[[ Dataset entries, beginning ]]

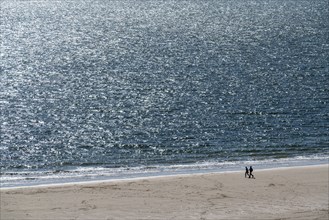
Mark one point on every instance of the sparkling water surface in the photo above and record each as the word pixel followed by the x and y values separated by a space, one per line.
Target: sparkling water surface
pixel 120 85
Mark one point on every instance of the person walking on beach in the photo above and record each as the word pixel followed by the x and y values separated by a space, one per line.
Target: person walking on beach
pixel 246 173
pixel 250 172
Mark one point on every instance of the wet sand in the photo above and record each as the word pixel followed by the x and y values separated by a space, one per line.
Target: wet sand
pixel 283 193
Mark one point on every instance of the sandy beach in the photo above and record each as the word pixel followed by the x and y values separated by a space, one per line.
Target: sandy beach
pixel 284 193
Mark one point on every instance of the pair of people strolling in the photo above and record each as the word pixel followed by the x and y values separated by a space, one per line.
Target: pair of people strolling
pixel 249 172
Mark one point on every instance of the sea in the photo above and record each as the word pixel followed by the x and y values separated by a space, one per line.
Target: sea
pixel 116 89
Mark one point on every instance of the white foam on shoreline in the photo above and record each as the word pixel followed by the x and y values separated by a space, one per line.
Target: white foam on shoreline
pixel 93 182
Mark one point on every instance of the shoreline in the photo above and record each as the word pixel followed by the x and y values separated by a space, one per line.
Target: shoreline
pixel 282 193
pixel 96 174
pixel 146 177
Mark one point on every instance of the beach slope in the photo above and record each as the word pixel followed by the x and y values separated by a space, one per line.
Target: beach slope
pixel 285 193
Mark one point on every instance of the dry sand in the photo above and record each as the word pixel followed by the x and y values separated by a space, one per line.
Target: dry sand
pixel 289 193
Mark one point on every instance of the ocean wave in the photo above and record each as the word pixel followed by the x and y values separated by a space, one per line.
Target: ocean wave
pixel 78 174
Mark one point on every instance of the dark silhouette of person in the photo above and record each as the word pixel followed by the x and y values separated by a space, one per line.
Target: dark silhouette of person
pixel 246 173
pixel 250 172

[[ Dataset entries, end ]]

▶ **What is being asked**
In the copy, omit the pictures and reproduce every entry exactly.

▶ **Your solution**
Mark one point on every instance of the sparkling water surface in the photo above and record each as the word pixel followed by the x and y values separated by a space, one per line.
Target: sparkling water surface
pixel 120 85
Mark one point on every instance of the person walking on beach in the photo above and record each as the word pixel followed by the x and y values separated by a space, one per line.
Target: person walking on beach
pixel 246 173
pixel 250 172
Mark one point on every instance of the wet sand in the photo above and record each as the word pixel followed by the x and y values separated by a space, one per line.
Target: wet sand
pixel 283 193
Mark one point on every instance of the sandy beach in the photo above and record each as the word pixel followed by the x and y values separated by a space, one per line.
Target: sandy beach
pixel 284 193
Mark one point on every instance of the pair of people strolling in the photo above and record each as the word pixel followed by the x and y values separated by a space, one per line.
Target: pair of people strolling
pixel 249 172
Mark one point on every instance of the sea in the photo above and record each as the word pixel followed by the x and y values separated by a space, one per line.
Target: sea
pixel 116 89
Mark one point on every instance of the white foam on shoreline in the photo above and record each as the word pixel followed by the x and y values separated by a space, one per line.
Target: white foam on shoreline
pixel 93 182
Mark one point on every instance of the shoreline in the photo above and record each as the word pixel followed by the x and y values separated by a space, one per line.
Target: shoreline
pixel 282 193
pixel 96 174
pixel 146 177
Mark one point on every instance of the beach slope in the photo above and record each as the word pixel followed by the x and y values separated by a space, one per line.
Target: beach slope
pixel 285 193
Mark one point on every instance of the dry sand in the photo above and record each as the word pixel followed by the x and y values separated by a space, one per line.
Target: dry sand
pixel 289 193
Mark one point on every instance of the ocean wave in the photo above and record each as the word pixel followed by the x and y values separated by a space, one per line.
Target: ocean wave
pixel 78 174
Mark one point on every instance of the dark silhouette of person in the photo above and record each as the word pixel followed by the x and y values separated by a space, one per line.
Target: dark silhouette of person
pixel 246 173
pixel 250 172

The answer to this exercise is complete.